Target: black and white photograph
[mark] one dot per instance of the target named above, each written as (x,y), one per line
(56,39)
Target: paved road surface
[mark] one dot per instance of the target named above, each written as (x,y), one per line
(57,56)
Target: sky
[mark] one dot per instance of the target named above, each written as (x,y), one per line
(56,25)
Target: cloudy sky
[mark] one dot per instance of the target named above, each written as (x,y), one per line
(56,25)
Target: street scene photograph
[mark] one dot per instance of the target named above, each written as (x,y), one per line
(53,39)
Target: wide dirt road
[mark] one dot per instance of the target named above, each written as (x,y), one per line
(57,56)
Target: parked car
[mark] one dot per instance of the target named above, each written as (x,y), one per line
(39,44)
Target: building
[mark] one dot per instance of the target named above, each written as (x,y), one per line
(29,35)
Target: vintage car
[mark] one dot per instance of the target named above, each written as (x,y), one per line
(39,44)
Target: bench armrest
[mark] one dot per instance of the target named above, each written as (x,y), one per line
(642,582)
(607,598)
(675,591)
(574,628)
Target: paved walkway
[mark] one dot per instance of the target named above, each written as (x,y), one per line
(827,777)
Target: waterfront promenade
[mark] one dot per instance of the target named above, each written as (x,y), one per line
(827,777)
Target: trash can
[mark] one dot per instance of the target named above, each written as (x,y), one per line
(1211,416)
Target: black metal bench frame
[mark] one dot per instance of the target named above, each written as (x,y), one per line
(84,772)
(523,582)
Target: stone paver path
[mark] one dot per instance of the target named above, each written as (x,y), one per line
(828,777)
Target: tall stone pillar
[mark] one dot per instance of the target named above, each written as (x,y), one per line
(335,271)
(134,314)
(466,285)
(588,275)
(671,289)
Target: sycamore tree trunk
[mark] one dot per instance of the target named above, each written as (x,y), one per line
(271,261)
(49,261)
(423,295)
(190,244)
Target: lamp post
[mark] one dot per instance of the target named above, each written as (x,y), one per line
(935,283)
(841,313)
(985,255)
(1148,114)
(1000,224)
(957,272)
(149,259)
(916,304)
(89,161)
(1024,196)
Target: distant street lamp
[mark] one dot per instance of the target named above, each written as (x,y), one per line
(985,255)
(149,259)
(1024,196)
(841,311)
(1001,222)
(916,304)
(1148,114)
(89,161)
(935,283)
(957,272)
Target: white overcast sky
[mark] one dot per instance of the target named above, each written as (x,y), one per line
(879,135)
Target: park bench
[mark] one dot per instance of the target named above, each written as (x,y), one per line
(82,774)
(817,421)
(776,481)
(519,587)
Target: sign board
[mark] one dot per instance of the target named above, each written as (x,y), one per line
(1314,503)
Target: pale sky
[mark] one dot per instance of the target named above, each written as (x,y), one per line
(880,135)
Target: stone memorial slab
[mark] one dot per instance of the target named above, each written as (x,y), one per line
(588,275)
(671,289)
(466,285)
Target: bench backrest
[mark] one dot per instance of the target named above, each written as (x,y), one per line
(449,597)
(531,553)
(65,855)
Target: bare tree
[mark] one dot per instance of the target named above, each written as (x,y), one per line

────────────────────

Return every entry verbatim.

Target: black and white photograph
[mark] one dot per instance of the target named above, each written as (x,y), one per line
(56,39)
Target: paved road surface
[mark] one dot per instance of the target named above, each written as (x,y), one per line
(57,56)
Target: sky
[mark] one dot per instance of the target named above, each written as (x,y), one per line
(56,25)
Target: cloudy sky
[mark] one dot per instance of the target named above, each written as (x,y), one per line
(56,25)
Target: street scene photograph
[mark] one dot per instance of the target named above, each written as (x,y), one per line
(53,39)
Target: wide dirt road
[mark] one dot per instance of the target named above, each written as (x,y), one per line
(57,56)
Target: parked car
[mark] one dot per instance of the target named above, each written as (x,y), one per line
(39,44)
Target: building
[mark] one dot per instance of the target named above, each written as (x,y), one per line
(29,35)
Target: vintage car
[mark] one dot per instance of the target named above, each written as (x,y), one per line
(39,44)
Target: bench armrest
[mark] one dot per instance of the target named above, each written as (x,y), one per line
(642,582)
(607,598)
(675,591)
(574,628)
Target: paved walkway
[mark] one dot per instance of the target named above, each written as (x,y), one per line
(827,777)
Target: waterfront promenade
[mark] one dot per instance of the target named above, each written as (x,y), one per line
(827,777)
Target: trash can
[mark] one dot per instance of the target named above, each written as (x,y), one per line
(1211,416)
Target: black metal bench frame
[mark] one dot per instance of the target named above, each written as (x,y), one per line
(84,772)
(523,582)
Target: stone paver path
[mark] one dot per instance of the target named above, each written as (x,y), one per line
(828,777)
Target: tall stone pillar
[mark] one dot per instance of the target named above, each written as (x,y), one per line
(335,271)
(134,314)
(466,285)
(588,275)
(671,289)
Target: sycamore tree trunk
[mark] one dot per instance of the target named above, each written as (x,y), one per line
(271,261)
(49,261)
(423,295)
(190,244)
Target: lamp post
[mark] one dot per instance of the target named above, each written as (x,y), one per line
(935,283)
(841,313)
(985,255)
(1148,114)
(1000,224)
(957,272)
(149,259)
(916,304)
(89,161)
(1024,196)
Target: distant street lamp
[mark] one dot per instance of the target named above, each written as (x,y), one per line
(985,255)
(149,259)
(1024,196)
(841,311)
(1001,222)
(916,304)
(1148,114)
(89,161)
(935,283)
(957,272)
Target: white overcast sky
[mark] one dot per instance of the target named above, each written as (x,y), one per line
(879,135)
Target: park bench
[mark] one dot per instance of the target named above, each written as (x,y), one per line
(82,774)
(817,421)
(776,481)
(519,587)
Target: sign board
[mark] one dot per instance of the target named above, each written as (x,y), one per line
(1314,503)
Target: pale sky
[mark] one dot per instance of the target named above, each written as (x,y), one per line
(880,135)
Target: stone memorial slab
[mark] one dot per instance of the target named above, each written as (x,y), one per line
(588,275)
(671,289)
(466,285)
Target: bench backrest
[mark] one dot per instance of the target named above, each written as (x,y), one per line
(449,597)
(531,553)
(65,855)
Target: bare tree
[mark] one dot per instance of the target named above, each written as (x,y), one per line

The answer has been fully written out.